- [TASK ITEM] Repeat exactly, please, the lines that begin at the start of the listing and end at the line holding "Pick out every instance of the vegetation".

********

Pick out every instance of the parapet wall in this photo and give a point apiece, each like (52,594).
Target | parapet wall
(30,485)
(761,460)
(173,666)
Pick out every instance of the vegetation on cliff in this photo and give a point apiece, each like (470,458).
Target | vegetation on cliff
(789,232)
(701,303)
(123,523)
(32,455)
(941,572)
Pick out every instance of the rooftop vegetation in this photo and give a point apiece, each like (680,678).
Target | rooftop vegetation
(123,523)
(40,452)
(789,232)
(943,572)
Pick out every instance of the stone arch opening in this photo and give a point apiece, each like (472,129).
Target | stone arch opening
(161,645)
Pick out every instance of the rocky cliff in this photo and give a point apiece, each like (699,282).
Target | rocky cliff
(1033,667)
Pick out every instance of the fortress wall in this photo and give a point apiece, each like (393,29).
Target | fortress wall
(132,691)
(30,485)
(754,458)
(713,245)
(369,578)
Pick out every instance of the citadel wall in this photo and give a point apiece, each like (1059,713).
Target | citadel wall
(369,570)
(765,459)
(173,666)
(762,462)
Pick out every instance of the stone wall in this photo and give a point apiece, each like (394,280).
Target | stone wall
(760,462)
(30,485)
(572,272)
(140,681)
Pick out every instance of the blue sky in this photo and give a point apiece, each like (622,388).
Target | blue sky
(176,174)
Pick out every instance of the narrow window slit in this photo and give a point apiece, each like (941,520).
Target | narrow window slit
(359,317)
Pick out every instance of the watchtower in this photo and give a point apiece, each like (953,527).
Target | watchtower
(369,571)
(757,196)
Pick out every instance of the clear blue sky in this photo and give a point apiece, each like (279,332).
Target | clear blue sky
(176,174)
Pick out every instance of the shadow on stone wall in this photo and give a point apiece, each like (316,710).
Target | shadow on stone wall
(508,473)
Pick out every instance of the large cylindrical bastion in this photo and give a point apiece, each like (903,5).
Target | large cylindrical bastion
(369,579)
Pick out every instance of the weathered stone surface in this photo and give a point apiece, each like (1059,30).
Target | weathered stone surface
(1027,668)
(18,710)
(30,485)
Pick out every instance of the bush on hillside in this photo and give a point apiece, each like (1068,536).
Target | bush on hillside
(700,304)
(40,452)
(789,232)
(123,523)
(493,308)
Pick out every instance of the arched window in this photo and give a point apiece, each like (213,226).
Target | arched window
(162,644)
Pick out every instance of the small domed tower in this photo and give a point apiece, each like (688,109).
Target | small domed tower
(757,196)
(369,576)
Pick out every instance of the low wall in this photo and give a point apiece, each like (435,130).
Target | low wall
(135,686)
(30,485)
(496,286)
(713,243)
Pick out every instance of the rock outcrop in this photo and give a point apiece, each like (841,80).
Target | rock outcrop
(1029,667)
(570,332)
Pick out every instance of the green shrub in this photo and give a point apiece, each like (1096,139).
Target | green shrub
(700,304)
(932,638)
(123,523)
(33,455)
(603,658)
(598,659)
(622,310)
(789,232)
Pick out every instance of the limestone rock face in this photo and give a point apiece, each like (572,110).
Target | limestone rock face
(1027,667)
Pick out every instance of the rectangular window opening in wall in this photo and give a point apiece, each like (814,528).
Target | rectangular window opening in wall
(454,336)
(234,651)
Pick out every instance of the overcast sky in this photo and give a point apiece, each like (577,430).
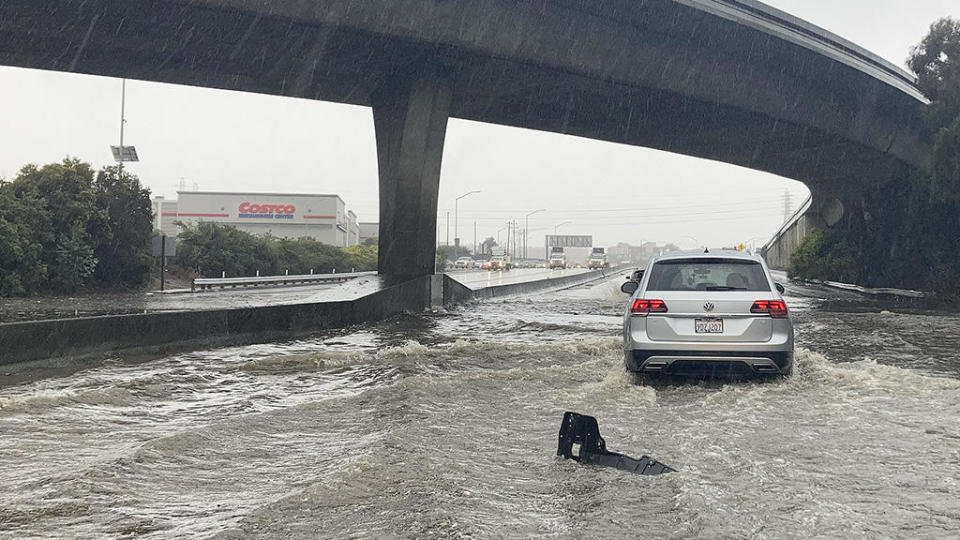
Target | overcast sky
(231,141)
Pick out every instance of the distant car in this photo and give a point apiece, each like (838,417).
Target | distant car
(500,263)
(707,315)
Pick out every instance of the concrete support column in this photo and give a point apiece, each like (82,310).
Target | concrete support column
(410,119)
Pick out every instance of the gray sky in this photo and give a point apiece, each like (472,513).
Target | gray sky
(224,140)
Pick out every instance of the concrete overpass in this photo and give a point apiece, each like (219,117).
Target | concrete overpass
(729,80)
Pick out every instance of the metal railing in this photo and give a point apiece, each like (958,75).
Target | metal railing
(793,219)
(257,281)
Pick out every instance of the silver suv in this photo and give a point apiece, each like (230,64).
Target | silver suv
(710,314)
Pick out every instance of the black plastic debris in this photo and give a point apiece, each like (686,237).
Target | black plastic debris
(584,430)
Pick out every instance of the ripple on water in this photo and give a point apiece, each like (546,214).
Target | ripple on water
(446,427)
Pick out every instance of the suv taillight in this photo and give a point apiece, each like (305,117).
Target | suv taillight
(642,307)
(775,308)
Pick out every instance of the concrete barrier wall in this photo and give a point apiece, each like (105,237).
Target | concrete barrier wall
(780,250)
(185,330)
(168,332)
(454,292)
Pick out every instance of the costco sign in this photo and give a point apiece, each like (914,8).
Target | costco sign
(266,211)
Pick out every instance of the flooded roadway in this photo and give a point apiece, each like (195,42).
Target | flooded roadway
(445,425)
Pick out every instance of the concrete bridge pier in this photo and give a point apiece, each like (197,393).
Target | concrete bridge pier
(410,119)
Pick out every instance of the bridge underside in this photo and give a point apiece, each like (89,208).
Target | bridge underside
(683,81)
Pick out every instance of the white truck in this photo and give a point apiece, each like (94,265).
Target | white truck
(598,260)
(500,261)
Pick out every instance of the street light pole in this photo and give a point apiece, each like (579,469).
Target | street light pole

********

- [RESULT]
Pick out every instance of the parapet wall in this photo and give a point apiece, each like (52,594).
Target | parapet wall
(30,485)
(761,460)
(173,666)
Pick out every instance of the vegetation on cliff in this photo and give a point apiece, each like (470,458).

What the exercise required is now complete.